**Consigne 1**
Reproduisez à l'identique le passage de la lettre quotidienne de Vert qui commence aux mots « Voici le retour » et se termine après les mots « et bonne lecture. ».
**Consigne 2**
D'après la lettre quotidienne de Vert, dans quelle ville se tient le congrès mondial de l'UICN ?
**Consigne 3**
Poursuivez la lettre quotidienne de Vert à partir de sa dernière phrase.

**Texte du document**
++++
La quotidienne

Forêt pas se planter

Chères toutes et chers tous,

Voici le retour (tant attendu) de l'édition quotidienne de Vert ! Pour cette rentrée et à l'occasion du congrès mondial de l'Union pour la conservation de la nature (UICN) qui se tient actuellement à Marseille, nous avons prévu une programmation spéciale. En cette « semaine du vivant », vous pourrez lire chaque jour des articles consacrés à la biodiversité et aux liens entre le vivant et le climat, et une galerie de portraits d'espèces qui raconteront les bouleversements en cours. Bonne rentrée, et bonne lecture.


Un numéro où, plutôt que de se tromper, on laissera la forêt se planter.
++++
**Données à examiner**

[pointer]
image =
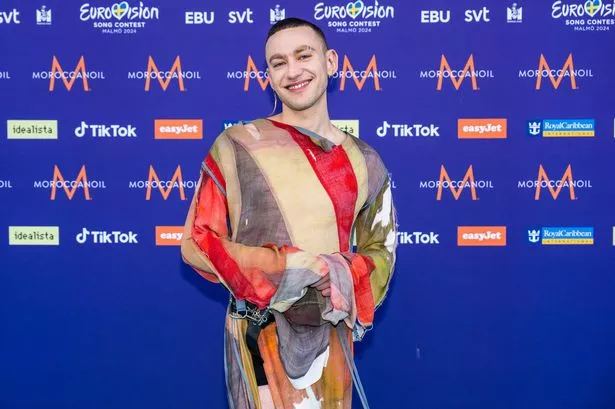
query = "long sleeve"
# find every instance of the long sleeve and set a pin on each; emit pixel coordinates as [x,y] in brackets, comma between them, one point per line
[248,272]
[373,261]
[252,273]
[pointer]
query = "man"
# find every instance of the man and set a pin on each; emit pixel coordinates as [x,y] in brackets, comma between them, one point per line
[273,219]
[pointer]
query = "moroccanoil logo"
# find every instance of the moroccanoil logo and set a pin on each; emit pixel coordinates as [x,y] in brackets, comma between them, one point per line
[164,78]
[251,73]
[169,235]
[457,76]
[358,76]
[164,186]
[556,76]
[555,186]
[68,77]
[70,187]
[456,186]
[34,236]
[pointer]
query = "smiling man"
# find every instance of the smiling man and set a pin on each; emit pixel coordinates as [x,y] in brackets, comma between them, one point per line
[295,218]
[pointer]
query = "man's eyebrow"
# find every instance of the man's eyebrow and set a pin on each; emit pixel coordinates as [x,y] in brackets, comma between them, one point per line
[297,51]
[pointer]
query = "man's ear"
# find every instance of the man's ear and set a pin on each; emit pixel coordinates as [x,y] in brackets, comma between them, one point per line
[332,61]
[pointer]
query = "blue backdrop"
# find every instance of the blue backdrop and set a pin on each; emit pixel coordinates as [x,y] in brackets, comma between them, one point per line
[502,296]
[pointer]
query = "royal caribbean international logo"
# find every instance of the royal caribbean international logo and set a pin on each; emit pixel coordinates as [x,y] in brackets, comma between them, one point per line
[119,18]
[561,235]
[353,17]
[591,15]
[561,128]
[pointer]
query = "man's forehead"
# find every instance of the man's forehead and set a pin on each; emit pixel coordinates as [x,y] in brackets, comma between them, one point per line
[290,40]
++++
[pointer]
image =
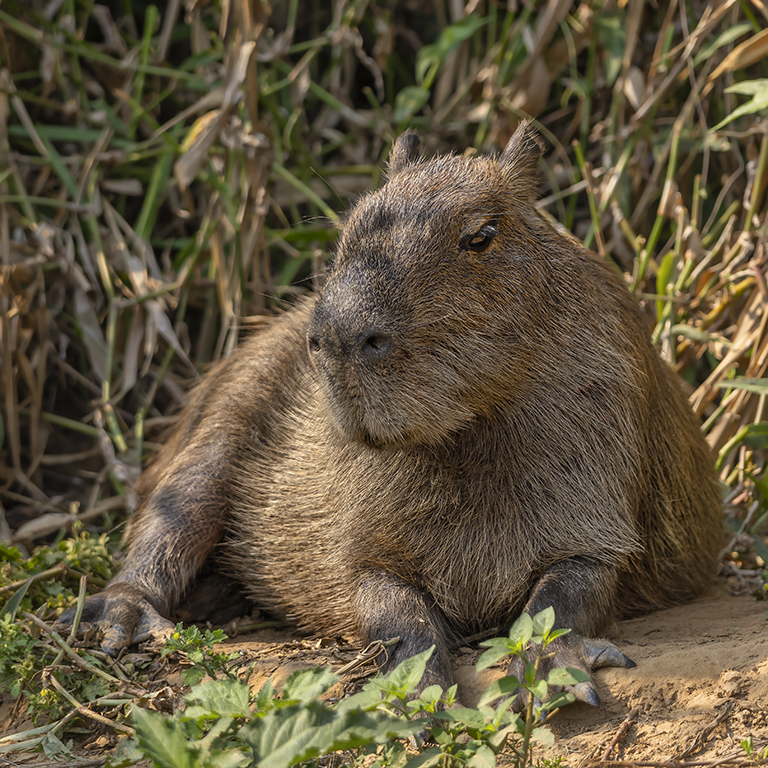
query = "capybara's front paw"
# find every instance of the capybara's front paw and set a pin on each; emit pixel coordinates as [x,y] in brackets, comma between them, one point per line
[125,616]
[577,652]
++++
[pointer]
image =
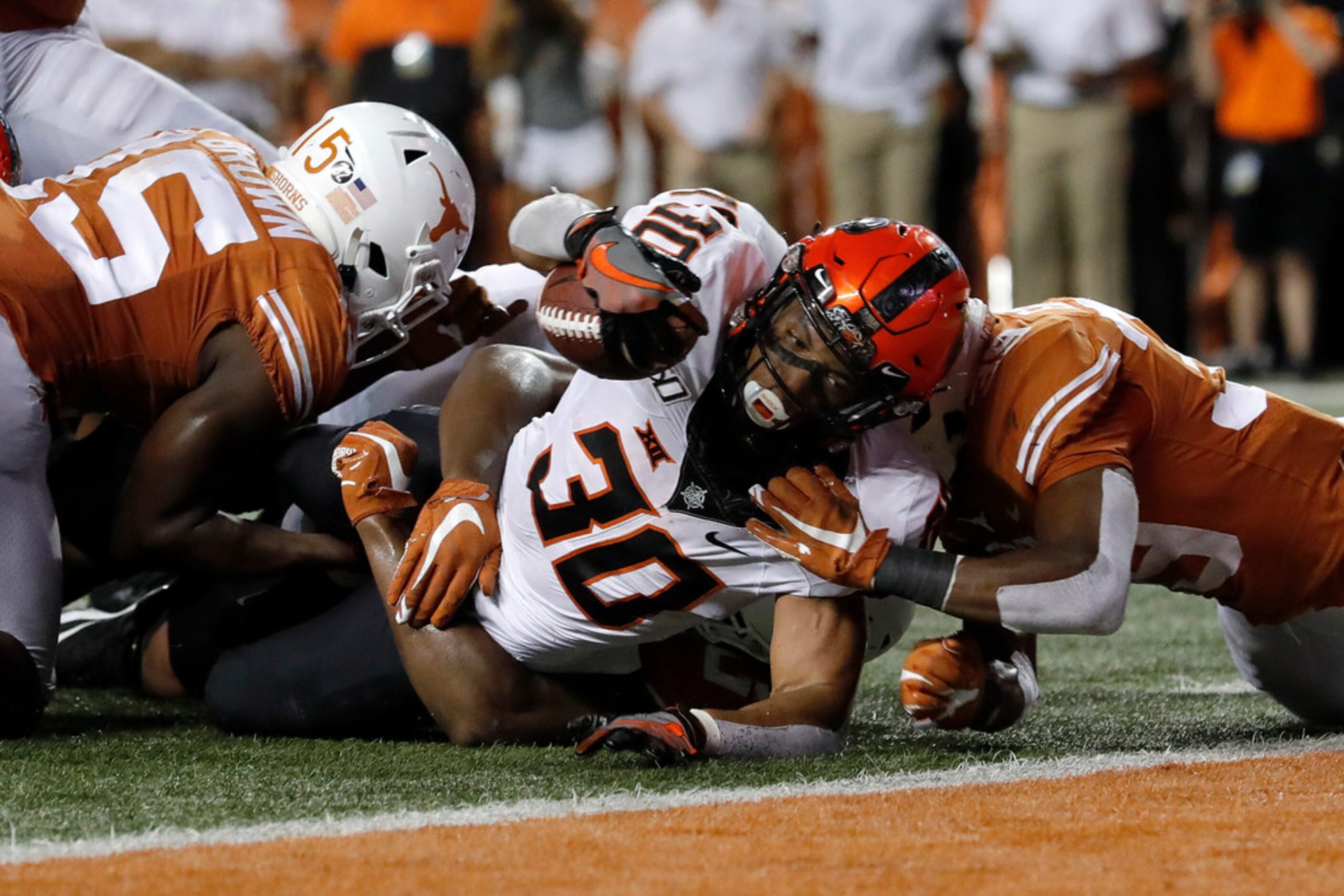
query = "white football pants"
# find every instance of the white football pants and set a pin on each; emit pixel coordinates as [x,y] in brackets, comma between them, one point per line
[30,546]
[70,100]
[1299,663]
++++
**Production attendue 1**
Voici le retour (tant attendu) de l'édition quotidienne de Vert ! Pour cette rentrée et à l'occasion du congrès mondial de l'Union pour la conservation de la nature (UICN) qui se tient actuellement à Marseille, nous avons prévu une programmation spéciale. En cette « semaine du vivant », vous pourrez lire chaque jour des articles consacrés à la biodiversité et aux liens entre le vivant et le climat, et une galerie de portraits d'espèces qui raconteront les bouleversements en cours. Bonne rentrée, et bonne lecture.

**Production attendue 2**
À Marseille.

**Production attendue 3**
2010 – 2020 : l'échec des objectifs d'Aichi pour la biodiversité

Aichi dans le pâté. En 2010, les quelque 200 Etats-membres de la Convention sur la diversité biologique (CBD) des Nations Unies se donnaient dix ans pour remplir 20 objectifs (les « objectifs d'Aichi ») afin de protéger le vivant. Aucun n'a été atteint.

L'ouverture du congrès mondial de l'Union internationale pour la conservation de la nature (UICN) ce week-end à Marseille, marque le début d'une année cruciale pour la protection de la biodiversité. En novembre, les grand·e·s de ce monde se retrouveront à Glasgow pour la 26ème conférence des parties de l'ONU sur les changements climatiques (COP26) : un moment-clef, alors que le bouleversement du climat menace directement l'ensemble du vivant. Puis, au mois d'avril, la Chine accueillera la COP15 sur la biodiversité à Kunming (Chine). Lors de ce sommet, les chefs d'Etat devront notamment réaliser le désastreux bilan des objectifs d'Aichi : une décennie d'engagements non-tenus pour le vivant.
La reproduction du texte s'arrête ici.